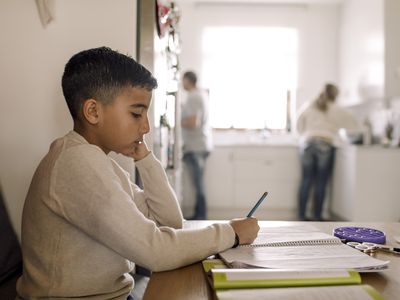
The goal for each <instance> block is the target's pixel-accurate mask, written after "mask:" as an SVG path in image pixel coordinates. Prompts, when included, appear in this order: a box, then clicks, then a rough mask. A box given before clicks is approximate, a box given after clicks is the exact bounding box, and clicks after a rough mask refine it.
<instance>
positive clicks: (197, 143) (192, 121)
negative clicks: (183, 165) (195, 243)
mask: <svg viewBox="0 0 400 300" xmlns="http://www.w3.org/2000/svg"><path fill="white" fill-rule="evenodd" d="M182 84H183V88H184V89H185V90H186V91H187V93H188V95H187V99H186V102H185V103H184V105H183V107H182V121H181V125H182V137H183V161H184V163H185V165H186V167H187V170H188V171H189V175H190V177H191V180H192V182H193V185H194V188H195V194H196V204H195V210H194V214H193V216H192V217H191V218H189V219H192V220H202V219H207V204H206V197H205V191H204V167H205V163H206V159H207V157H208V155H209V153H210V150H211V148H212V141H211V127H210V125H209V122H208V108H207V103H206V100H205V98H204V95H203V93H202V92H201V91H200V90H199V89H198V87H197V76H196V74H195V73H194V72H192V71H188V72H185V73H184V74H183V79H182Z"/></svg>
──────
Prompt — From the material above, return every line that contains "instance".

Your solution —
The goal for each <instance> block is the target's pixel-accurate mask, written after "mask:" as an SVG path in image pixel coordinates. Prompts, when included, appear in this order: a box, then clicks, then a rough mask. A box given before clicks is approximate, a box given after clicks is the exact bounding box, and clicks after a rough mask refine it.
<instance>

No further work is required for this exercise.